Given text:
□ □ □ □ □
It is all fine to sit back and criticize and analyze…bla, bla, bla. And its fine to say that helping the weak is for the charities and the churches (Hell will freeze over before the churches do much beside offer tokens).
I heard Billy Graham, who I had cherished since I first heard his name as a 3-4 yr old, say over and over in the 60s that legislation and laws couldn’t change morality. That of course was the old southern mantra.”We are virulent rascists and bigots and your laws won’t change us!” He was wrong then and that thinking is still wrong. It was about extending rights and benefits to ALL of OUR people in keeping with our great foundational documents. Laws, when they are just, are ALL about morality. As Paul said, laws are made for the lawless and rebellious, the ungodly and sinners.You are exactly right when you say that racial preferences are immoral but what were they for 350 years before the Civil Rights Movement? Just tough cookies for the parties who suffered under them? And can we expect that such racial preferences over the centuries did not effect the people who were so treated?
Stan in San Diego
Stan,
I am proud to say I turned down the cookie, and worked 3 part time jobs (usually 35+ hours a week)while in college, and went on to a nice career and even own a modest little bungalow in the burbs (no fha or hud for this bear, TYVM)

Hows about you, Stan?
You really need to read what people say before going off. I said I was eligible, not that I took any of the things I was eligible for.
□ □ □ □ □
Dataset extract:
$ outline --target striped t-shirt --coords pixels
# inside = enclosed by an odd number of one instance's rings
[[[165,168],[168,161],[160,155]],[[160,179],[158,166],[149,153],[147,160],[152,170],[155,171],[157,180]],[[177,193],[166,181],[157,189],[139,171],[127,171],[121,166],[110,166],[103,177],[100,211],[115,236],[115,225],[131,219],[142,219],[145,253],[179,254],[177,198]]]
□ □ □ □ □
Problems and tasks:
#1 Answer these about the comment exchange:
(a) What did Billy Graham say over and over in the 60s?
(b) How many part-time jobs did the reply's writer work while in college?
(c) Whom does the first writer quote as saying laws are made for the lawless and rebellious?
#2 Please return the part of the comment exchange from "Stan in San" to "was eligible for.", copied word for word.

In response:
#1
(a) That legislation and laws couldn't change morality.
(b) Three, usually 35+ hours a week.
(c) Paul.

#2
Stan in San Diego
Stan,
I am proud to say I turned down the cookie, and worked 3 part time jobs (usually 35+ hours a week)while in college, and went on to a nice career and even own a modest little bungalow in the burbs (no fha or hud for this bear, TYVM)

Hows about you, Stan?
You really need to read what people say before going off. I said I was eligible, not that I took any of the things I was eligible for.